* _Request A_:
Put the lines of the records below into a Markdown table with the columns Row and Record line, starting with the first line of the records and going on through the line containing "point(226, 168)", leaving blank lines out. Include only those lines.

— begin Provided passage —

Generally speaking I don’t watch a lot of war movies. When I
was in junior high I was into them because I was really influenced by Larry
Hama’s GI JOE comic, and although a comic book based on a toy line, Hama did
his research and the book’s portrayal of the effects of Vietnam on several of
the main characters really peaked my interest in the historical aspect of the
conflict and the military in general. However, as I got older this became less
the case and movies like Platoon, Hamburger Hill and the like started to feel
off limits to me. Looking back on it now I would wager to say this was because
even without realizing it Operation Desert Storm shifted the environment I
lived in – I’d grown up knowing ‘War’ as iconic historical events I read about
in history class. I’d never lived with it as something that impacted my
existence directly. Then suddenly war became something real, something that
saturated the mundane world with conflict, fear and tragedy everyday.

 

Now in 2010 war is the wallpaper of the world – gone are the
iconic series of conflicts I viewed through history replaced instead by a
vulgar reality each and every one of us is affected by in a different way.
Again, looking back I now I believe it was because of this that I developed a
kind of empathy: I have never been to war, nor boot camp, nor any derivation
thereof, so I guess I began to feel as though these things should be off-limits
to me as a consumer. It wasn’t that I chastised the aforementioned movies nor
any of their genre. Instead it was a disconnect I felt was there for a reason.

— end Provided passage —

* _Request B_:
Write the next part of the essay above about war movies, continuing from its last sentence.

— begin Material to process —

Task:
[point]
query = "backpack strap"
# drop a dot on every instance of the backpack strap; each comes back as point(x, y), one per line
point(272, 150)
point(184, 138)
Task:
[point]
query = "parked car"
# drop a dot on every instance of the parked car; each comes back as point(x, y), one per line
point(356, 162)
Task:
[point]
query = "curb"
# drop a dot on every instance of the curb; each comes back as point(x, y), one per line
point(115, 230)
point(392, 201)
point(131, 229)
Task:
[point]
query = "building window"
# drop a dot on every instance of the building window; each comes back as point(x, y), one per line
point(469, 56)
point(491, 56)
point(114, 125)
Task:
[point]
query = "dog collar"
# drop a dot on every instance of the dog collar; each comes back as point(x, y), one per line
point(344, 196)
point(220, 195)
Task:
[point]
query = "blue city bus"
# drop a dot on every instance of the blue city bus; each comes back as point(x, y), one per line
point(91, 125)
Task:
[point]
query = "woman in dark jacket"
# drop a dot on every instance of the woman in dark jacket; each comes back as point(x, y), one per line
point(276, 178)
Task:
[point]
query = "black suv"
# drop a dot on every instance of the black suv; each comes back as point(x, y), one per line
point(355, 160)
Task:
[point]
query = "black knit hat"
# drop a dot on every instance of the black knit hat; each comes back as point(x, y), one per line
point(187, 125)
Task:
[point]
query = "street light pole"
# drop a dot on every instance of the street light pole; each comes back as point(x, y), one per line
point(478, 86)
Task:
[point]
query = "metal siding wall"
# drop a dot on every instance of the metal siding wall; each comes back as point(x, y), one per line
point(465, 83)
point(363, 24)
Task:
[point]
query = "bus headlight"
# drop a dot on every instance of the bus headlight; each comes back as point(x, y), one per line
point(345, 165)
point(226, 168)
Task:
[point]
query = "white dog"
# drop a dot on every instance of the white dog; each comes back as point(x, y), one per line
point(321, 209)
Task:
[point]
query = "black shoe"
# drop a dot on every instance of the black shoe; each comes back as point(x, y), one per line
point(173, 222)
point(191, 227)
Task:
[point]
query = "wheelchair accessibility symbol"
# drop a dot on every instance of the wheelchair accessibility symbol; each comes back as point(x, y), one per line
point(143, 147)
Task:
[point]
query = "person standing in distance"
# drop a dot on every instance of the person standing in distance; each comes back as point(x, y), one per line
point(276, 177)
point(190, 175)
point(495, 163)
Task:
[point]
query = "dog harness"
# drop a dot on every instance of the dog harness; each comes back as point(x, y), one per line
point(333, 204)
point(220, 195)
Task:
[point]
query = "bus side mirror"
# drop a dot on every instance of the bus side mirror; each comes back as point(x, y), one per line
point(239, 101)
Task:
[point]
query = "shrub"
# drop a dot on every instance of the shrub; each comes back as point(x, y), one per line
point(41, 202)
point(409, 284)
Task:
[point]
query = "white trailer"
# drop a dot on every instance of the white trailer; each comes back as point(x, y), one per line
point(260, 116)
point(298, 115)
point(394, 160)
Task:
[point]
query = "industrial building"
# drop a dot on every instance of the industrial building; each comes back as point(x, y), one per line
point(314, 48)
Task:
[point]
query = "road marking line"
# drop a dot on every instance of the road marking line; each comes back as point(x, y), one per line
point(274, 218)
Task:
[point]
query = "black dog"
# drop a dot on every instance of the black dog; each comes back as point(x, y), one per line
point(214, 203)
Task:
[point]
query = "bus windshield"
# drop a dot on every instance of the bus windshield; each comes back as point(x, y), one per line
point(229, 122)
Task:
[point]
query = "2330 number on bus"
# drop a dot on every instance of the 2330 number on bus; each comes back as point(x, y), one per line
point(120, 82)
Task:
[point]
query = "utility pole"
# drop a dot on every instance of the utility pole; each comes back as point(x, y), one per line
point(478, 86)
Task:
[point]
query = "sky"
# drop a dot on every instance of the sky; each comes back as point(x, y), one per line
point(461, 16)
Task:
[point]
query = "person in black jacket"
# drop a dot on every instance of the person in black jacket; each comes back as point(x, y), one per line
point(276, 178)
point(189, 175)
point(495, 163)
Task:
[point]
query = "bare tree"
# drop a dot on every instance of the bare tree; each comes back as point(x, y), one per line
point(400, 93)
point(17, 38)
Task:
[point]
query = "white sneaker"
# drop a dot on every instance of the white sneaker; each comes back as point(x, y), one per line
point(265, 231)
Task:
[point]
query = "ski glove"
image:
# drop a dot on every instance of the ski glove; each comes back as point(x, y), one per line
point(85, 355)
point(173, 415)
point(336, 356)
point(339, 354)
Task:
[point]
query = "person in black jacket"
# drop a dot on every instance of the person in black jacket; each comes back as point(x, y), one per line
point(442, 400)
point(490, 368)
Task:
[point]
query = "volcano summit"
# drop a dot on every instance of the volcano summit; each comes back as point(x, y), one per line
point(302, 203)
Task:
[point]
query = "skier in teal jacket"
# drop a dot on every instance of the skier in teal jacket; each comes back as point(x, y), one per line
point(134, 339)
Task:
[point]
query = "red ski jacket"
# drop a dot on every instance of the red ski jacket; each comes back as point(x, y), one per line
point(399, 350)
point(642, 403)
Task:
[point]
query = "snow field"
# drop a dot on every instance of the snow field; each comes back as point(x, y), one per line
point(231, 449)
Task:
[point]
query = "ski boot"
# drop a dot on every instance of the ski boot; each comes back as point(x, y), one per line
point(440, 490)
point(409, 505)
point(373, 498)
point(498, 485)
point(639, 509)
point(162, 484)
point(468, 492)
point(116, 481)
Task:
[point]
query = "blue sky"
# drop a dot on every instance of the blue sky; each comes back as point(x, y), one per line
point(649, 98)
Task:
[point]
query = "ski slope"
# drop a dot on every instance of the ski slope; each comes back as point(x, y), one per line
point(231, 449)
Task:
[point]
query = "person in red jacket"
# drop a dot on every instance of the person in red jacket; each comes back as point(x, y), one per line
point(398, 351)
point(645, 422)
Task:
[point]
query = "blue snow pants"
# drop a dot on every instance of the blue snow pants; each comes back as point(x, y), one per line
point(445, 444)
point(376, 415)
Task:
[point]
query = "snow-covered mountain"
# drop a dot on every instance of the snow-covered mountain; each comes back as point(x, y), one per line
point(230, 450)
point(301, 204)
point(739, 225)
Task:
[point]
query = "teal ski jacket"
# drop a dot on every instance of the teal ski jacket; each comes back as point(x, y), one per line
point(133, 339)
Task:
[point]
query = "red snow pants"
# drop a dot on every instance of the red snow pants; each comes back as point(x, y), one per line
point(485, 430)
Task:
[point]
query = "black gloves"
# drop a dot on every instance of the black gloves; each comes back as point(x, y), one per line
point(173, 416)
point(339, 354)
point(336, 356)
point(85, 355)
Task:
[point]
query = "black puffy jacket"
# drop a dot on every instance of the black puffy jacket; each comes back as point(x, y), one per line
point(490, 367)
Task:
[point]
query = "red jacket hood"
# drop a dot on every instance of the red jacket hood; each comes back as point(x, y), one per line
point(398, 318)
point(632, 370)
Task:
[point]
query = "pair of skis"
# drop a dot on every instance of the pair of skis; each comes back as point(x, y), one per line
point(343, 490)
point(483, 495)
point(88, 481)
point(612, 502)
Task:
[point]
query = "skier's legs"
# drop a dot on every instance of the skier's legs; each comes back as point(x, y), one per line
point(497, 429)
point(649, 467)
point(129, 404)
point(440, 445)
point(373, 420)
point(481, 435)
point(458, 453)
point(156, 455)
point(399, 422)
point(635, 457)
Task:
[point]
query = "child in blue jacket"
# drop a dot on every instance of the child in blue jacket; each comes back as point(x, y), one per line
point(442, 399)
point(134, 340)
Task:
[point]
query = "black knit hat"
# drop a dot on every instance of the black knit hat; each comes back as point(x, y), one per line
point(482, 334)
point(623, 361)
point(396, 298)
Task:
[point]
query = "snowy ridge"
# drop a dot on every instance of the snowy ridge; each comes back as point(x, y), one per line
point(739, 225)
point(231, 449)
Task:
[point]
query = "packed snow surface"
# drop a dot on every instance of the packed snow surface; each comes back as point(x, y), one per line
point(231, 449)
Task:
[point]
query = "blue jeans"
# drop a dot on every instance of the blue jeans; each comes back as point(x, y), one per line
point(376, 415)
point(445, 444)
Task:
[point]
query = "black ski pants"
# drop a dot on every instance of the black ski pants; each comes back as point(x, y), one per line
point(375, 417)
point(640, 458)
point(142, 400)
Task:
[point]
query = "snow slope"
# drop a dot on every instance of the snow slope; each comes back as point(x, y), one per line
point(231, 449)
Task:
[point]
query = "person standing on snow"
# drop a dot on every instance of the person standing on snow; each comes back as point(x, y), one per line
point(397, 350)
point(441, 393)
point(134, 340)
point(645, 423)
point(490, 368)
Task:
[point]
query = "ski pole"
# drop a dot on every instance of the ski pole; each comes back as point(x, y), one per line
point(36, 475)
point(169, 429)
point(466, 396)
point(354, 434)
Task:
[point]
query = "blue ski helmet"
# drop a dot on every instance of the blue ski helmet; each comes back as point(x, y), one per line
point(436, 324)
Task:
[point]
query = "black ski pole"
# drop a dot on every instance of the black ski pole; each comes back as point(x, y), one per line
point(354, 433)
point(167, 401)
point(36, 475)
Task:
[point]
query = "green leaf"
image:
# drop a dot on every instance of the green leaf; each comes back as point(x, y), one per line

— end Material to process —

* _Exercise result A_:
| Row | Record line |
|---|---|
| 1 | Task: |
| 2 | [point] |
| 3 | query = "backpack strap" |
| 4 | # drop a dot on every instance of the backpack strap; each comes back as point(x, y), one per line |
| 5 | point(272, 150) |
| 6 | point(184, 138) |
| 7 | Task: |
| 8 | [point] |
| 9 | query = "parked car" |
| 10 | # drop a dot on every instance of the parked car; each comes back as point(x, y), one per line |
| 11 | point(356, 162) |
| 12 | Task: |
| 13 | [point] |
| 14 | query = "curb" |
| 15 | # drop a dot on every instance of the curb; each comes back as point(x, y), one per line |
| 16 | point(115, 230) |
| 17 | point(392, 201) |
| 18 | point(131, 229) |
| 19 | Task: |
| 20 | [point] |
| 21 | query = "building window" |
| 22 | # drop a dot on every instance of the building window; each comes back as point(x, y), one per line |
| 23 | point(469, 56) |
| 24 | point(491, 56) |
| 25 | point(114, 125) |
| 26 | Task: |
| 27 | [point] |
| 28 | query = "dog collar" |
| 29 | # drop a dot on every instance of the dog collar; each comes back as point(x, y), one per line |
| 30 | point(344, 196) |
| 31 | point(220, 195) |
| 32 | Task: |
| 33 | [point] |
| 34 | query = "blue city bus" |
| 35 | # drop a dot on every instance of the blue city bus; each comes back as point(x, y), one per line |
| 36 | point(91, 125) |
| 37 | Task: |
| 38 | [point] |
| 39 | query = "woman in dark jacket" |
| 40 | # drop a dot on every instance of the woman in dark jacket; each comes back as point(x, y), one per line |
| 41 | point(276, 178) |
| 42 | Task: |
| 43 | [point] |
| 44 | query = "black suv" |
| 45 | # drop a dot on every instance of the black suv; each comes back as point(x, y), one per line |
| 46 | point(355, 160) |
| 47 | Task: |
| 48 | [point] |
| 49 | query = "black knit hat" |
| 50 | # drop a dot on every instance of the black knit hat; each comes back as point(x, y), one per line |
| 51 | point(187, 125) |
| 52 | Task: |
| 53 | [point] |
| 54 | query = "street light pole" |
| 55 | # drop a dot on every instance of the street light pole; each comes back as point(x, y), one per line |
| 56 | point(478, 86) |
| 57 | Task: |
| 58 | [point] |
| 59 | query = "metal siding wall" |
| 60 | # drop a dot on every instance of the metal siding wall; each comes back as point(x, y), one per line |
| 61 | point(465, 83) |
| 62 | point(363, 24) |
| 63 | Task: |
| 64 | [point] |
| 65 | query = "bus headlight" |
| 66 | # drop a dot on every instance of the bus headlight; each comes back as point(x, y), one per line |
| 67 | point(345, 165) |
| 68 | point(226, 168) |

* _Exercise result B_:
Even Full Metal Jacket, an all time favorite because of its
characters and their eminent, archetypal quotability seemed somehow held at
bay: I always say I need to buy it (because I haven’t seen the thing since it
came out on VHS but I, like so many other fans, can quote up
and down from it) but somehow I just never have.

 

So I wasn’t really interested in seeing The Hurt Locker.
Films rooted in the Iraq war seemed especially off limits to me because
I knew/know people over there; what right do I have to enjoy fiction based on the
horrors they have experienced? Also there is always the atrocity-of-war factor
and honestly, in a locale in space and time where we’ve had war for a decade
and no end in sight, a reality where atrocities go up on youtube and openly compete with
fictional cinema for the zeitgeist, well I would just rather disappear into
House of the Devil or Shutter Island.

 

Know what I’m saying?

 

But the other night I watched Katheryn Bigelow’s film,
which shortly before writing this won best picture, and I was completely blown
away. Why you ask? What is different about The Hurt Locker? Well, I’m not sure
I understand all of it myself, but let me try to explain what I saw in the
film.

 

The Hurt Locker is not first and foremost a story about war.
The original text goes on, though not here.